Passage shown -
================

LANL researchers found that the enhancement of permeability due to the nanoscale effect in complex nanoporous media is less significant than in long straight nanochannels, and it is more so for liquid flow than for gas flow. Researchers suspected that this was caused by the bending of streamlines resulting from the tortuosity of porous media (end effect). The end effect may lead to additional flow resistance in complex nanopores. Researchers further investigated the different mechanisms contributing to permeability enhancement in nanopores and found that for gasses, the permeability enhancement is roughly equally caused by viscosity decrease near the solid surface and slip at the solid surface, while it is mainly caused by slip for liquids. Because the end effect mainly affects the slip, it counteracts the permeability enhancement more significantly for water flow than for gas flow in complex nanoporous media.

================

Task set -
1. Name each kind of flow that the passage on nanopore permeability mentions, using its wording.
2. Extend the nanopore permeability passage with the text that would follow its final sentence.

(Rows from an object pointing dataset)

================

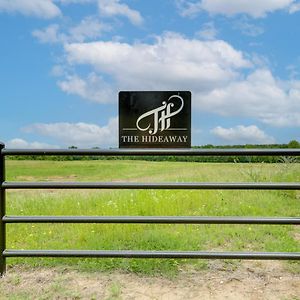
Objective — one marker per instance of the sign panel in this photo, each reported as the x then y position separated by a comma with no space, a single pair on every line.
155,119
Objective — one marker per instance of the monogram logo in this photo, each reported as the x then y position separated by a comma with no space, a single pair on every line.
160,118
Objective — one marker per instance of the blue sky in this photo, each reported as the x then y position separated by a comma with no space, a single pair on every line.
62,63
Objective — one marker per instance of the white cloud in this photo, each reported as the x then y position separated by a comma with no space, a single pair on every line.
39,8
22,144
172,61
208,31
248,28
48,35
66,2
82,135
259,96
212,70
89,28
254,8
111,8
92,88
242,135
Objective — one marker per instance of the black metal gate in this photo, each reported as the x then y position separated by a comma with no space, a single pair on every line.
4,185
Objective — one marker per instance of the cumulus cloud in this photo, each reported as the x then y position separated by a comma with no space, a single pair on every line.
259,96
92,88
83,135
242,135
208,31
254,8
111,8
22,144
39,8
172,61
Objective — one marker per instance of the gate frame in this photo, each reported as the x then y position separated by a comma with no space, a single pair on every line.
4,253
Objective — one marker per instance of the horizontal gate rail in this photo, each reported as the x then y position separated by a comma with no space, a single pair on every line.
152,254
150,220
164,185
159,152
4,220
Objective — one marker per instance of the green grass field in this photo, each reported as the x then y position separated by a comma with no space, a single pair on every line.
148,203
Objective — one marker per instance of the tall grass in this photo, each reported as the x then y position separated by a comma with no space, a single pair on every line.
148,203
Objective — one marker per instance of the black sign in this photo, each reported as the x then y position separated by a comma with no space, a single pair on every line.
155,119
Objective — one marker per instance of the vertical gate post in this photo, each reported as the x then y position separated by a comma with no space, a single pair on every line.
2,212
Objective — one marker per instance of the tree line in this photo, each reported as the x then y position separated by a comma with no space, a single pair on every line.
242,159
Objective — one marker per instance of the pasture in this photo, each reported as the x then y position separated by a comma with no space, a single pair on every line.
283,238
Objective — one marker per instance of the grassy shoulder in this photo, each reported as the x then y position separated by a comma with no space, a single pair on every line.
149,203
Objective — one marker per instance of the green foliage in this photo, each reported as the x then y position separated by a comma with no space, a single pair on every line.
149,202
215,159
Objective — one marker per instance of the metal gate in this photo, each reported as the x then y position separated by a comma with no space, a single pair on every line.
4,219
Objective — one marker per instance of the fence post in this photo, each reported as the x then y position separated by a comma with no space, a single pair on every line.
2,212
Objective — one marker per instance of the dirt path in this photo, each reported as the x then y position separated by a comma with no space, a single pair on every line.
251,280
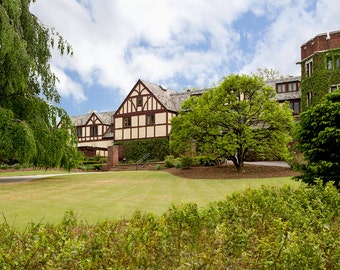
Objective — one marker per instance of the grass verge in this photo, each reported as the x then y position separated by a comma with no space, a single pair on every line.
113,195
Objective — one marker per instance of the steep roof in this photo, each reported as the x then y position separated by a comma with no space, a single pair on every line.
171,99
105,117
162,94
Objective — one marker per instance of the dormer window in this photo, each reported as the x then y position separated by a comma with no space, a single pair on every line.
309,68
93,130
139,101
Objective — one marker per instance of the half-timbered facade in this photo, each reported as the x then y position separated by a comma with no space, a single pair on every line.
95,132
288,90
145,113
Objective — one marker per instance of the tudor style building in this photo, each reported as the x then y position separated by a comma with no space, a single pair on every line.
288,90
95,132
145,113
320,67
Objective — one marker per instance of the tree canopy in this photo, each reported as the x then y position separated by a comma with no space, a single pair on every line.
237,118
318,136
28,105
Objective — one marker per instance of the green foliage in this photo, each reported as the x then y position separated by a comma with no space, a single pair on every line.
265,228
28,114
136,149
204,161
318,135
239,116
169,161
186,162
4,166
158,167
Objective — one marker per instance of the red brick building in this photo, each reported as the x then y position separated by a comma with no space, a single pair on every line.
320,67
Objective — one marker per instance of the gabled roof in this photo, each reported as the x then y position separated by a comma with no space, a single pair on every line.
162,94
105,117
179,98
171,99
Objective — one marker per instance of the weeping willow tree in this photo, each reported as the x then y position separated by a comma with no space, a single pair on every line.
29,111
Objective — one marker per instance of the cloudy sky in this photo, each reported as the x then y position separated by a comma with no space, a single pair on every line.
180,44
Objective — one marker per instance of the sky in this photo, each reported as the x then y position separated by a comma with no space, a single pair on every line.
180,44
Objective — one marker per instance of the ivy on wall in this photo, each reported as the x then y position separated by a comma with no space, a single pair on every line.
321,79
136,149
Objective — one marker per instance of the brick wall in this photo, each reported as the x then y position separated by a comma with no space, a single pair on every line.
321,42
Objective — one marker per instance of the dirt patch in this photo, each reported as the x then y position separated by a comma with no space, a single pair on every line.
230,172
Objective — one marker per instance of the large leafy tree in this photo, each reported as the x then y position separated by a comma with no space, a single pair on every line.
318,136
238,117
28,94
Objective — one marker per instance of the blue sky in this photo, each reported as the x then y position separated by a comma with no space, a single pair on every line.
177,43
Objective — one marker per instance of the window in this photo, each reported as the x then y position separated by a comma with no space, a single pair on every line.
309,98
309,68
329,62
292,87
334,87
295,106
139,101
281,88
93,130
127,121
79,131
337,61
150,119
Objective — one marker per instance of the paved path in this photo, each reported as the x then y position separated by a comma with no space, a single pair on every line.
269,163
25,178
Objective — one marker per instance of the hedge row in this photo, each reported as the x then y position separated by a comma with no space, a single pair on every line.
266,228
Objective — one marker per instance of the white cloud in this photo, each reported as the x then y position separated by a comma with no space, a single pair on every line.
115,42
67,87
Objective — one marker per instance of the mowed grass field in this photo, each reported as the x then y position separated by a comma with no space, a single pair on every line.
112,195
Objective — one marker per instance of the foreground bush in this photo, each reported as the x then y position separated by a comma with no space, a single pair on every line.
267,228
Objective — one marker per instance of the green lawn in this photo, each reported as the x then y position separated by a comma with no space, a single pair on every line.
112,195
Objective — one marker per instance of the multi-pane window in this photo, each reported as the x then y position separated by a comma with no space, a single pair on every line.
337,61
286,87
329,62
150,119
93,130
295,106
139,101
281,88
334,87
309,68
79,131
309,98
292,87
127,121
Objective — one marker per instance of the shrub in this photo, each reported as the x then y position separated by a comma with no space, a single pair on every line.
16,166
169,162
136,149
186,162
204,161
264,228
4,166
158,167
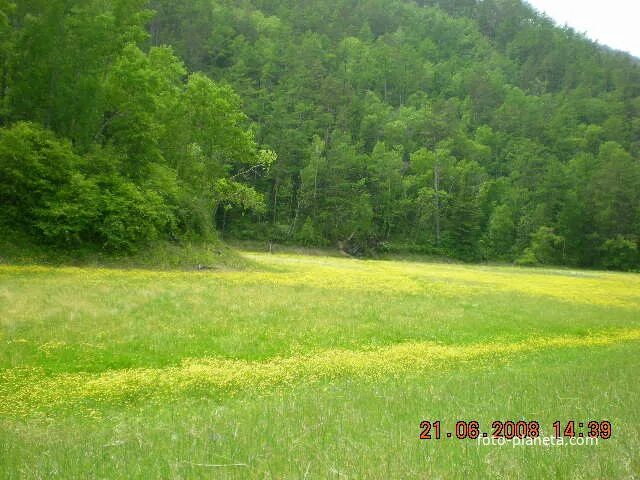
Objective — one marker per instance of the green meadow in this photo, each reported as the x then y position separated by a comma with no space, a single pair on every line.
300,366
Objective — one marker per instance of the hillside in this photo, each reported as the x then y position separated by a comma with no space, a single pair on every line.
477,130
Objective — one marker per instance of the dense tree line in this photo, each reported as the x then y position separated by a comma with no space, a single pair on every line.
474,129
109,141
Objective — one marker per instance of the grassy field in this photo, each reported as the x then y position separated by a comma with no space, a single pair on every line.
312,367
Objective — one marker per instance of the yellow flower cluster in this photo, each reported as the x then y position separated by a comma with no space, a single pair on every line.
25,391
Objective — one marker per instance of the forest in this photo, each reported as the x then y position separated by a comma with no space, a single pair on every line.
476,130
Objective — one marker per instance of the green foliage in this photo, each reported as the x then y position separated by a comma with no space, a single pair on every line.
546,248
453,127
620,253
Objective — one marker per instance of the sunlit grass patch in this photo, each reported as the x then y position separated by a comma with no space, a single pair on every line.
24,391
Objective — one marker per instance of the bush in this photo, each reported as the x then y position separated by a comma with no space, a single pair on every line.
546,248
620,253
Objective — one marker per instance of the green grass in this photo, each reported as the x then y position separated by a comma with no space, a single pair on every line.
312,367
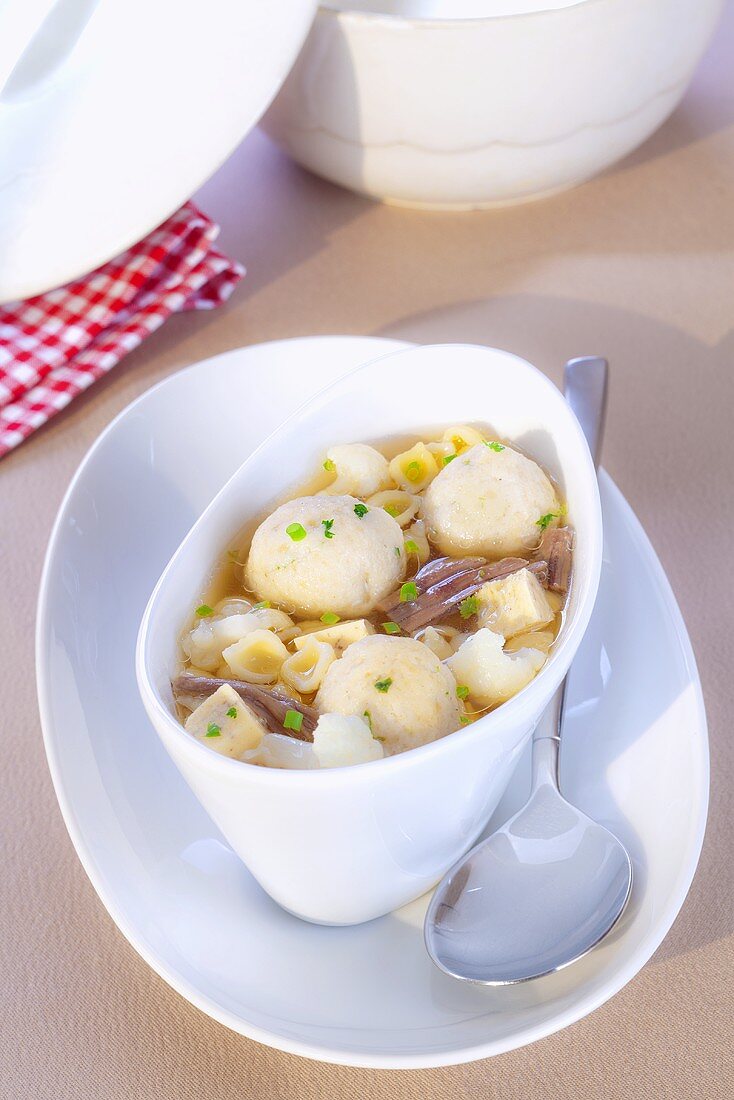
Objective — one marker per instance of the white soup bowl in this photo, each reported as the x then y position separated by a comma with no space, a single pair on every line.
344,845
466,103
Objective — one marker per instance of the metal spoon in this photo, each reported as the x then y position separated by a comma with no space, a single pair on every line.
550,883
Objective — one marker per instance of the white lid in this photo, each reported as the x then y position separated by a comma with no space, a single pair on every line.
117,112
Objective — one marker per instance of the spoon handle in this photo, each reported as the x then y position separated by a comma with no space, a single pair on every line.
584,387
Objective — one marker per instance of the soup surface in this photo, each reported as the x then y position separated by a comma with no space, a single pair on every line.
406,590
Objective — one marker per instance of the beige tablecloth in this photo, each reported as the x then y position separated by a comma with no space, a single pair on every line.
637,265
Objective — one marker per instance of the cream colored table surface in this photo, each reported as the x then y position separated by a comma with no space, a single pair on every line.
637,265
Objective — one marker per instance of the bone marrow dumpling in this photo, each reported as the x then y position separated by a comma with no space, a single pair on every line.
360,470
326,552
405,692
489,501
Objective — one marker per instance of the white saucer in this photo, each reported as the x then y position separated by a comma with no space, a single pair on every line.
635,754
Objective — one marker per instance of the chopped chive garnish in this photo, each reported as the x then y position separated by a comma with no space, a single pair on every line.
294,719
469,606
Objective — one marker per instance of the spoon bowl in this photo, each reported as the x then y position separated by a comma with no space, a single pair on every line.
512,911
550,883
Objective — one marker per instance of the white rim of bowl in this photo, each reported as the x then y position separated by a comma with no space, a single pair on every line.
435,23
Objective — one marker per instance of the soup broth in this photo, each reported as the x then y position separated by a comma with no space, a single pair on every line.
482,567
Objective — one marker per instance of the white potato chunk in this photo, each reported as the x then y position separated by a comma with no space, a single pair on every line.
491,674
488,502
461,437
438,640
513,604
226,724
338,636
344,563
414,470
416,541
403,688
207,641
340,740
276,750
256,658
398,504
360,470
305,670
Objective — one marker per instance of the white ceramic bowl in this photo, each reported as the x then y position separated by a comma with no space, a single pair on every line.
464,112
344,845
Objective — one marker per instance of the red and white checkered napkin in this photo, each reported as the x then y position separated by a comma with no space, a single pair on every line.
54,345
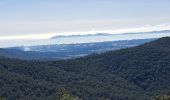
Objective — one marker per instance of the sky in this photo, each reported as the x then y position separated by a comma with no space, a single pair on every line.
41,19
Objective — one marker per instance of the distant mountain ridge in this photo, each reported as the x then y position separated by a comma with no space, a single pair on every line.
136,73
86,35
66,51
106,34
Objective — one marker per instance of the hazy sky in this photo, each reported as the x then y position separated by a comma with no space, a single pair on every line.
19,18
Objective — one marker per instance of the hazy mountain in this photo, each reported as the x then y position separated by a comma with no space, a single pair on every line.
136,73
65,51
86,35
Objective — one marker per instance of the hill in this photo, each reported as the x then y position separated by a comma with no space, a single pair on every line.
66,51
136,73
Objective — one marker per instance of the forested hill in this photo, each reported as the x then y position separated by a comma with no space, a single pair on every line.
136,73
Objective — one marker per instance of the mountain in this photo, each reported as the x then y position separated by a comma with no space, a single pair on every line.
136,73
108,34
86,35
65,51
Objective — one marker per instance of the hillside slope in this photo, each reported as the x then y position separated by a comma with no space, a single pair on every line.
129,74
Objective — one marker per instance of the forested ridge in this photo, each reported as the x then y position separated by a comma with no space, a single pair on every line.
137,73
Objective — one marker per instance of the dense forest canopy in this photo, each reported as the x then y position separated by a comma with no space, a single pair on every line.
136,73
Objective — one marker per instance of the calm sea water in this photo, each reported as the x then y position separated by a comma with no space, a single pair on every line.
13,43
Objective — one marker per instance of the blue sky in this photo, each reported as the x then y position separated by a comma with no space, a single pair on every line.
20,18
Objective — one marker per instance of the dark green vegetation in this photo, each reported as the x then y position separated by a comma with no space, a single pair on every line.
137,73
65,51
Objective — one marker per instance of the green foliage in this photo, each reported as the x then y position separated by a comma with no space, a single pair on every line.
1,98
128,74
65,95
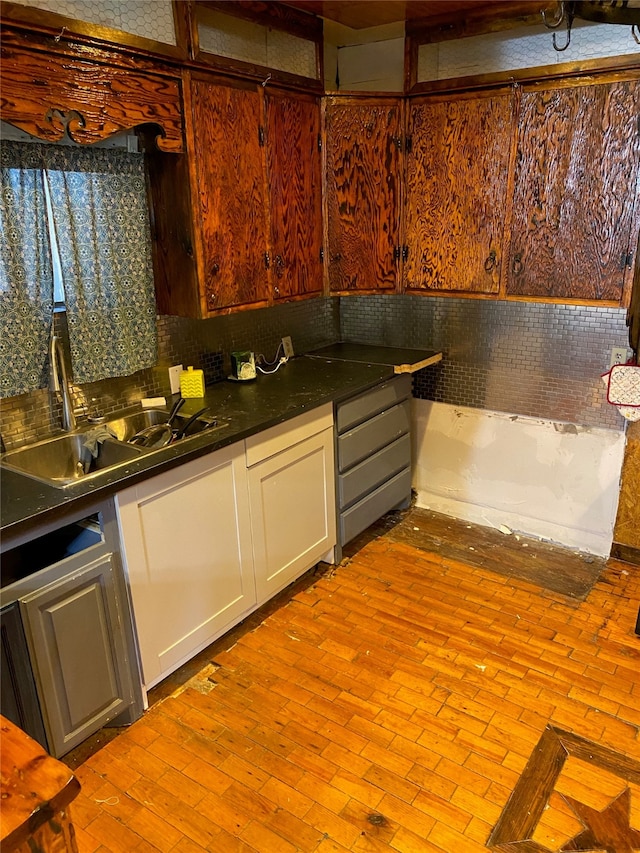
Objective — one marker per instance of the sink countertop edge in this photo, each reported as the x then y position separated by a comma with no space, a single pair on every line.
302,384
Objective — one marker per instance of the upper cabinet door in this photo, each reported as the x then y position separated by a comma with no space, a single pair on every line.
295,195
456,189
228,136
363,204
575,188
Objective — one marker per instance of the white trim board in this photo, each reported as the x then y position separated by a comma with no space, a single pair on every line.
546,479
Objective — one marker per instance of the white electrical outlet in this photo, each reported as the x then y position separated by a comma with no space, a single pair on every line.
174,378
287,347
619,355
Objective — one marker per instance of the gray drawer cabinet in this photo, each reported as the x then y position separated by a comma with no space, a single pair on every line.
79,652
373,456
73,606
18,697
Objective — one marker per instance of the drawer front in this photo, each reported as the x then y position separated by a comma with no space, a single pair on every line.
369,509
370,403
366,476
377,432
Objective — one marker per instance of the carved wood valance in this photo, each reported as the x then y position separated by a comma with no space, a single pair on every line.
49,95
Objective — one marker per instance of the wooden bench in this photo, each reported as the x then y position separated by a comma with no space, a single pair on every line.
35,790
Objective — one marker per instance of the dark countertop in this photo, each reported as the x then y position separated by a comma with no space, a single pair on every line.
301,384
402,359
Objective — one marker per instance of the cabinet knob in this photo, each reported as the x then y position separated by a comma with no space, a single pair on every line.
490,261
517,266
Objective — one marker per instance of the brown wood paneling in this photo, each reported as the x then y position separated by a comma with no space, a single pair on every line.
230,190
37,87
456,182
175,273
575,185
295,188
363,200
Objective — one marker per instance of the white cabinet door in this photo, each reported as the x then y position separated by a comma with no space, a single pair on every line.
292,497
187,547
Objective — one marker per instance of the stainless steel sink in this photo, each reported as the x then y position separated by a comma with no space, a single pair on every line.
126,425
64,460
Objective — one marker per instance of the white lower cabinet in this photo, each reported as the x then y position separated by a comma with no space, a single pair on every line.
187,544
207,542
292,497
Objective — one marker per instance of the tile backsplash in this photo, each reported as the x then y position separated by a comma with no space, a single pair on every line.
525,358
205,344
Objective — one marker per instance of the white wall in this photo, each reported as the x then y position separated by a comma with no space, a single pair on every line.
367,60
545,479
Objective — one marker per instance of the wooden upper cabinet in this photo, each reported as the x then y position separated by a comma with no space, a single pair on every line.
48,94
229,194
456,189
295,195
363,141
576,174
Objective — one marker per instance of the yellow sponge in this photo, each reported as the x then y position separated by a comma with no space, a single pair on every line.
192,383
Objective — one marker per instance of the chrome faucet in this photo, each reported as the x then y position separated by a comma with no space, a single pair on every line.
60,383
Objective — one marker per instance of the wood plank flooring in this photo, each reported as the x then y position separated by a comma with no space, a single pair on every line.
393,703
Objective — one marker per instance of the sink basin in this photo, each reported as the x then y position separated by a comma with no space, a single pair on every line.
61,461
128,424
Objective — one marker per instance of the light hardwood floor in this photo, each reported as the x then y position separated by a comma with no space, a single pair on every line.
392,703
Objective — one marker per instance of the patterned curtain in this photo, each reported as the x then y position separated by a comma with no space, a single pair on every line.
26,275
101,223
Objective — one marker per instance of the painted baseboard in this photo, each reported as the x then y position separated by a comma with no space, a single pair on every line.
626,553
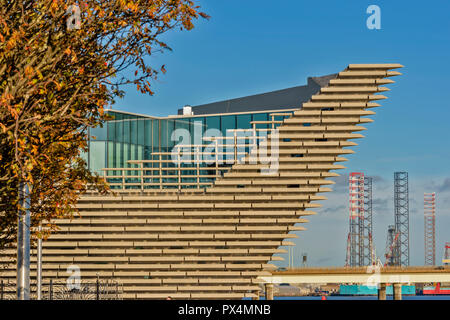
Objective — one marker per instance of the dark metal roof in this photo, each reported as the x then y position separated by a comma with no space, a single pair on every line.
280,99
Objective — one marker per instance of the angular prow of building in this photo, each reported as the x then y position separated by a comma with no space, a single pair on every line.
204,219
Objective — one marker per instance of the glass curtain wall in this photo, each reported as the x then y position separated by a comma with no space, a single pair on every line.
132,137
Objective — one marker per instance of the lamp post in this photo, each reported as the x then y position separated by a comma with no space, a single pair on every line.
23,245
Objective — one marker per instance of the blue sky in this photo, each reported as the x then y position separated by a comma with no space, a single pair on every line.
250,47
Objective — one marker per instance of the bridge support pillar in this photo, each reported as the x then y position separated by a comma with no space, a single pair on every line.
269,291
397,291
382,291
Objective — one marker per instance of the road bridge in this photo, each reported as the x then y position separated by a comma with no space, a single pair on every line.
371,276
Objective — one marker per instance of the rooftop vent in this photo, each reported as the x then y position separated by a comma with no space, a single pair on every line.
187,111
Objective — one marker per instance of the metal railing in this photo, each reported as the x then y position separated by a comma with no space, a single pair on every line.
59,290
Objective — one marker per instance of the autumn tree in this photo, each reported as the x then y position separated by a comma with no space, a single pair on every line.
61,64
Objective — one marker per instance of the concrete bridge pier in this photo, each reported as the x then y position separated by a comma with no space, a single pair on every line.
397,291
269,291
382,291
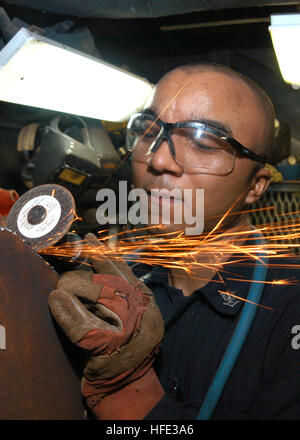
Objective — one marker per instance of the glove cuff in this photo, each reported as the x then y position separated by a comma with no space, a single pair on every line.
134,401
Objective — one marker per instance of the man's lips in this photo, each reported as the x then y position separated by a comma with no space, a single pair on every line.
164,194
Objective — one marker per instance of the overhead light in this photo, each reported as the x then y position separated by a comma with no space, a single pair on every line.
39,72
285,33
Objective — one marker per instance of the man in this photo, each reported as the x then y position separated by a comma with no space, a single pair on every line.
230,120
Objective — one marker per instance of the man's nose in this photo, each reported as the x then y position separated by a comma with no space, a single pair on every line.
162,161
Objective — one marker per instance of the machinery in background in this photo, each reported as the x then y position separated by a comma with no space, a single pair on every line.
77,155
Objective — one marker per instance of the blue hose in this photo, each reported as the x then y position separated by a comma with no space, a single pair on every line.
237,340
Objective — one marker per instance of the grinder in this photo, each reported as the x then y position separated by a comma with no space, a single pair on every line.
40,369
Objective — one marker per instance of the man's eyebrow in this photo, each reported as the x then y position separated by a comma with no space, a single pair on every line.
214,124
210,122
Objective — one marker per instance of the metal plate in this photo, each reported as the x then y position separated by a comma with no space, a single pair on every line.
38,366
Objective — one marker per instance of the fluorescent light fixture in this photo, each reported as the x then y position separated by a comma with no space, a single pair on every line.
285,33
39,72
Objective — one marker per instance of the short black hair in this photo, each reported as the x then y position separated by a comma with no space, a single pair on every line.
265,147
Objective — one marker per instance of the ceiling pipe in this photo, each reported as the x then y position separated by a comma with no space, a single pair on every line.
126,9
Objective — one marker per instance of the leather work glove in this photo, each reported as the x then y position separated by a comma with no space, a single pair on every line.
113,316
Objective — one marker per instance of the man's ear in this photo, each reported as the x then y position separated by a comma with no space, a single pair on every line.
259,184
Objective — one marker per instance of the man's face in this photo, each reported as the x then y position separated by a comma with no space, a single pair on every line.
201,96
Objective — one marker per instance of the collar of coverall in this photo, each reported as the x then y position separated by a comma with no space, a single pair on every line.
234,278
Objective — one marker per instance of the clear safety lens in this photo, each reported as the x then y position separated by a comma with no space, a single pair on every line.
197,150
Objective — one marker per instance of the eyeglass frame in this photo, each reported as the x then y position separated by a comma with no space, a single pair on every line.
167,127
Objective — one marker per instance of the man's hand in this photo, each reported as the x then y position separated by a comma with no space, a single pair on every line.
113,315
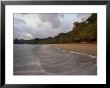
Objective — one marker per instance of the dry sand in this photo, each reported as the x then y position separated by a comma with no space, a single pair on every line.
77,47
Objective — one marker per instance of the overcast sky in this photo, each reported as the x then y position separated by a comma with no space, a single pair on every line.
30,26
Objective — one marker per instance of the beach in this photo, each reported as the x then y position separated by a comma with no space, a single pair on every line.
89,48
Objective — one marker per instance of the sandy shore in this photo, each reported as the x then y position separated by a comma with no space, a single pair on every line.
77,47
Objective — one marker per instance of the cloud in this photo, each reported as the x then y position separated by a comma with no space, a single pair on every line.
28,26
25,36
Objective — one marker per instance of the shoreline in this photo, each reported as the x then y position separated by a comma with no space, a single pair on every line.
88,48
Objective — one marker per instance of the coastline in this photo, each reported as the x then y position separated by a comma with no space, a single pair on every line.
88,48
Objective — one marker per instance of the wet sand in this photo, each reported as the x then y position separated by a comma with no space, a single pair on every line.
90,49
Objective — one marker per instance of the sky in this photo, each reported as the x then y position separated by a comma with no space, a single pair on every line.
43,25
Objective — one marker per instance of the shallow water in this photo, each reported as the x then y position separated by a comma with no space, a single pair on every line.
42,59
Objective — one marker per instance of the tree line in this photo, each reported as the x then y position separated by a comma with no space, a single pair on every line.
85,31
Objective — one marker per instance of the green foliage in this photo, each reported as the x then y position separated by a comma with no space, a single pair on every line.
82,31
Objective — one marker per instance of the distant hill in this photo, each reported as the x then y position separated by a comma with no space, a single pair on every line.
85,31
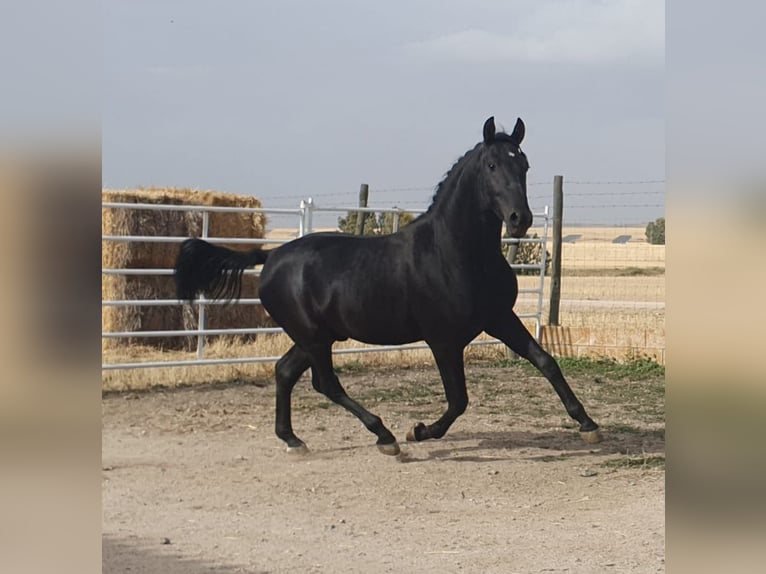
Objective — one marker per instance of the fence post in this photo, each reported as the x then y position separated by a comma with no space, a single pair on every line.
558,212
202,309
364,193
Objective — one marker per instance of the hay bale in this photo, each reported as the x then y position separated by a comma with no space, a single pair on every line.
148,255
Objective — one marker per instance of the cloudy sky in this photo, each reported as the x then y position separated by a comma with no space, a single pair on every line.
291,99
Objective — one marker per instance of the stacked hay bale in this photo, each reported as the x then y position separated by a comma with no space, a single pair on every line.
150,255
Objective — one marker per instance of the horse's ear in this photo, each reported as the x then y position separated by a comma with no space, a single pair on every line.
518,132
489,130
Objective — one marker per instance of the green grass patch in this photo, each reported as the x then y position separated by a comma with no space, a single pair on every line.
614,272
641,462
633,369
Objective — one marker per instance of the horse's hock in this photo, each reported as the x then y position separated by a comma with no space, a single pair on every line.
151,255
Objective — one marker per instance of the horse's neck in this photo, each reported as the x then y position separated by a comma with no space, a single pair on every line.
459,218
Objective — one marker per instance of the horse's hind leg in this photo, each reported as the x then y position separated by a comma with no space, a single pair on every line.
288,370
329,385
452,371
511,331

================

Expected responses -
1. liquid flow, gas flow, water flow

2.
With Marcellus Shale samples obtained from MSEEL, LANL determined the nano-porosity variation as a function of pressure using highpressure SANS with deuterated methane (CD4) as the pressure medium. With increasing pressure, more methane fills in nanopores and thus the nano-porosity decreases. However, a large portion of the total porosity (~59 percent) is still inaccessible to methane, which suggests that a significant portion of nanopores are either closed or have narrow throats, where the hosted hydrocarbon may not be accounted for in the current estimate of original hydrocarbon in place using traditional methods. In an effort to better characterize the nanoporosity, LANL is currently teaming with Sandia National Laboratory to derive nanopore structures from focused ion beam scanning electron microscopy (FIB-SEM) images of Marcellus shale samples.
LANL determined that the Beskok-Karniadakis (B-K) model could be improved with respect to apparent permeability. The original B-K model overestimates gas flow ability in tight porous media, while the improved model can better predict the gas flow ability. LANL has found that different nanoscale transport mechanisms enhance the gas flow ability (apparent permeability) in different pressure regimes.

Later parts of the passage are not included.